==== Entries ====

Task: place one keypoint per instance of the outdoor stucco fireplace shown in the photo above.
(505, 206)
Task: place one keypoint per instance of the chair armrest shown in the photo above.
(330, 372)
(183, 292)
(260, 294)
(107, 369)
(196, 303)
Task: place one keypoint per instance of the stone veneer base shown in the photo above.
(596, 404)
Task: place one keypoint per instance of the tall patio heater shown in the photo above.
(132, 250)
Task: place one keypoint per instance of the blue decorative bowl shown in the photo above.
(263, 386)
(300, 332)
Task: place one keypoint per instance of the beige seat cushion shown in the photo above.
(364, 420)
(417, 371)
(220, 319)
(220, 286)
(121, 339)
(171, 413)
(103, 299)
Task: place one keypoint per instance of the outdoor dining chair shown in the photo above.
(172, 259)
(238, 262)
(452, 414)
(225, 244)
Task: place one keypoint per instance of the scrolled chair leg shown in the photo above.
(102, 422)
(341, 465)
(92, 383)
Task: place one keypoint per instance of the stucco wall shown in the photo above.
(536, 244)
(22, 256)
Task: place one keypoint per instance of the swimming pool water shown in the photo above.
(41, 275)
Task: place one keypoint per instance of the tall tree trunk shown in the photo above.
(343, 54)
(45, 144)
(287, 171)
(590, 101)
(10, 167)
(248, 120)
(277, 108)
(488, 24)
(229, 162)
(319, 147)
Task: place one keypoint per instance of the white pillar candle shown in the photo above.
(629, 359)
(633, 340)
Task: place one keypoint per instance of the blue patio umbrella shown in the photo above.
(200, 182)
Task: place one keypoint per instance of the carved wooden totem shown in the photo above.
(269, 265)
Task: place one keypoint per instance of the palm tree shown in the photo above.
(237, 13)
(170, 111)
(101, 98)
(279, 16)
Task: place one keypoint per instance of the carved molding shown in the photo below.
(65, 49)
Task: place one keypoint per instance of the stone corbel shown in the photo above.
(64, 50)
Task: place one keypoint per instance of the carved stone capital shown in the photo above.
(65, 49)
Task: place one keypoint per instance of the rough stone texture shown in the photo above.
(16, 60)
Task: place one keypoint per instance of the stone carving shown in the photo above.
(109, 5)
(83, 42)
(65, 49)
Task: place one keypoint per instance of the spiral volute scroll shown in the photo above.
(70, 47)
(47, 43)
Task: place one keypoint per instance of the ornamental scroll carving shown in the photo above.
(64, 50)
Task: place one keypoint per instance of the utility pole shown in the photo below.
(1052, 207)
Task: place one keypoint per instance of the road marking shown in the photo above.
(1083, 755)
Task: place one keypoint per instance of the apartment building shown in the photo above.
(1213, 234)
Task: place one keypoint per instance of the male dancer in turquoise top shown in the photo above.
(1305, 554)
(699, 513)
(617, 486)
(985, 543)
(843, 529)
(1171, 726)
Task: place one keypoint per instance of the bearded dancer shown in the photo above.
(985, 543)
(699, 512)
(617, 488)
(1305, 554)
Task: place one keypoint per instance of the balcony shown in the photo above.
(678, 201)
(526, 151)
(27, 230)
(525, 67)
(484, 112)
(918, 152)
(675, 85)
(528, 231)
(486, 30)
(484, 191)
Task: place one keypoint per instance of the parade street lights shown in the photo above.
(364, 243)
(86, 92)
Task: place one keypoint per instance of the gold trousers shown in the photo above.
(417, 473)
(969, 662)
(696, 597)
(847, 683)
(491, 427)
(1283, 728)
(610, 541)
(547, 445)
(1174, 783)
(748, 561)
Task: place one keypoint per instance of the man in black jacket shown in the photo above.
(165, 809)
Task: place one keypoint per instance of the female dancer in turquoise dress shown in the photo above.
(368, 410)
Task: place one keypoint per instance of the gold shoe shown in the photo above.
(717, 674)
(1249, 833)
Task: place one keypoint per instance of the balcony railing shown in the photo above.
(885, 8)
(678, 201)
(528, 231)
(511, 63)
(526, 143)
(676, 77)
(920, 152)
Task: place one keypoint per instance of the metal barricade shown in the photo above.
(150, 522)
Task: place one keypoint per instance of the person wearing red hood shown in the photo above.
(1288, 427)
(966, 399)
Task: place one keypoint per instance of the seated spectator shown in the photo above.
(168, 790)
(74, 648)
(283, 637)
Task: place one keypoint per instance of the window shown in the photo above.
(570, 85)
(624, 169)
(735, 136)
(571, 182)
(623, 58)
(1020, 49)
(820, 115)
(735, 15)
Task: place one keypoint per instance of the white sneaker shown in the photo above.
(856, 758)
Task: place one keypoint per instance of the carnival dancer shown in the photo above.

====

Written request |
Return all of the data above unchanged, line for line.

Final result |
Task: place one keypoint per instance of the outdoor stucco fireplace shown in the photo above.
(505, 206)
Task: place one keypoint per instance of the chair armrest shown in the photo above.
(330, 372)
(183, 292)
(260, 294)
(107, 369)
(196, 303)
Task: place one keypoint per instance of the stone veneer base shown in the photo above.
(596, 404)
Task: place one keypoint per instance of the tall patio heater shown in the photo above.
(132, 250)
Task: place one keypoint per instance of the blue decorative bowl shown in the photo above.
(263, 386)
(300, 332)
Task: place one keypoint per instance of the beige seat cushion shown in the photo above.
(364, 420)
(417, 371)
(220, 319)
(220, 286)
(121, 339)
(171, 413)
(103, 299)
Task: place one keypoint per instance of the outdoor dining chair shown in the photo above.
(172, 259)
(238, 262)
(452, 414)
(225, 244)
Task: place one keypoint per instance of the scrolled chair leg shown in the photo above.
(102, 422)
(341, 465)
(92, 383)
Task: place one keypoint per instance of the stucco wall shown in the photo above.
(536, 244)
(22, 256)
Task: place one keypoint per instance of the swimming pool water shown in the photo above.
(41, 275)
Task: place one keypoint per instance of the tall tree trunk shown in the photo above.
(343, 54)
(45, 144)
(287, 171)
(590, 101)
(10, 167)
(248, 120)
(277, 108)
(488, 24)
(229, 162)
(319, 147)
Task: place one keypoint per instance of the white pillar candle shown in the photo above.
(629, 359)
(633, 340)
Task: place one keypoint per instance of the blue patio umbrella shown in the photo above.
(200, 182)
Task: place one keypoint per instance of the carved wooden totem shown in the photo above.
(269, 265)
Task: place one keypoint per instance of the palm tree shown in the photo above.
(237, 13)
(170, 111)
(101, 98)
(279, 16)
Task: place one keypoint per instance of the carved molding shown in the photo below.
(65, 49)
Task: place one keypoint per instance of the stone corbel shown in the photo above.
(64, 50)
Task: place one keypoint per instance of the carved stone capital shown in the photo above.
(65, 49)
Task: place one keypoint per instance of the rough stone texture shown in the photo above.
(16, 60)
Task: place one keypoint per instance of the stone carving shown in the photo above.
(109, 5)
(83, 42)
(65, 49)
Task: place one keypoint per instance of the spiral volute scroll shown in the photo above.
(70, 47)
(47, 43)
Task: place one keypoint per instance of the ornamental scroll carving shown in the photo above.
(64, 50)
Task: place one keypoint per instance of the utility pole shown in the photo below.
(1052, 207)
Task: place one keypoint per instance of the road marking shown in the photo above.
(1083, 755)
Task: place one keypoint per instance of the apartment building shown in the photo above.
(1213, 234)
Task: place one keypoint per instance of the male dancer in turquoise top shown in the photo above.
(1305, 554)
(699, 513)
(617, 486)
(985, 543)
(843, 529)
(1171, 726)
Task: place one keypoint per instance of the bearded dancer shown in the photo above.
(985, 543)
(699, 512)
(617, 488)
(1305, 554)
Task: place one keypoint per instance of the balcony shown in the photo above.
(678, 201)
(526, 151)
(27, 230)
(525, 67)
(484, 112)
(918, 152)
(675, 85)
(528, 231)
(486, 30)
(484, 191)
Task: place one keypoint per instance of the parade street lights shown in the photo above.
(364, 243)
(86, 92)
Task: place one keypoint per instance of the gold trousers shown in the photo above.
(417, 473)
(969, 662)
(696, 597)
(847, 683)
(491, 427)
(1283, 728)
(610, 541)
(547, 445)
(1174, 783)
(748, 561)
Task: place one keypoint per instance of the man in black jacket shown in the photo above.
(165, 809)
Task: place one keypoint per instance of the female dancer in turquoise dress shown in the photo above.
(368, 410)
Task: place one keypoint per instance of the gold shoe shown in the photo above.
(717, 674)
(1249, 833)
Task: place one keypoint per instance of the balcony railing shown in the photo above.
(885, 8)
(678, 201)
(528, 231)
(511, 63)
(526, 143)
(676, 77)
(920, 152)
Task: place one keypoint per instance of the metal barricade shown in the photo above.
(150, 522)
Task: place one keypoint per instance of the person wearing red hood shown in the photo above.
(1288, 427)
(966, 399)
Task: place one keypoint per instance of the seated spectator shown in the photo above.
(168, 790)
(74, 648)
(283, 637)
Task: place one keypoint per instance of the window shown in the photo above.
(570, 85)
(624, 169)
(735, 136)
(571, 182)
(623, 58)
(1020, 49)
(820, 115)
(735, 15)
Task: place one keypoint per instance of the white sneaker shown in the photo above.
(856, 758)
Task: place one keypoint per instance of the carnival dancer shown in the photo above.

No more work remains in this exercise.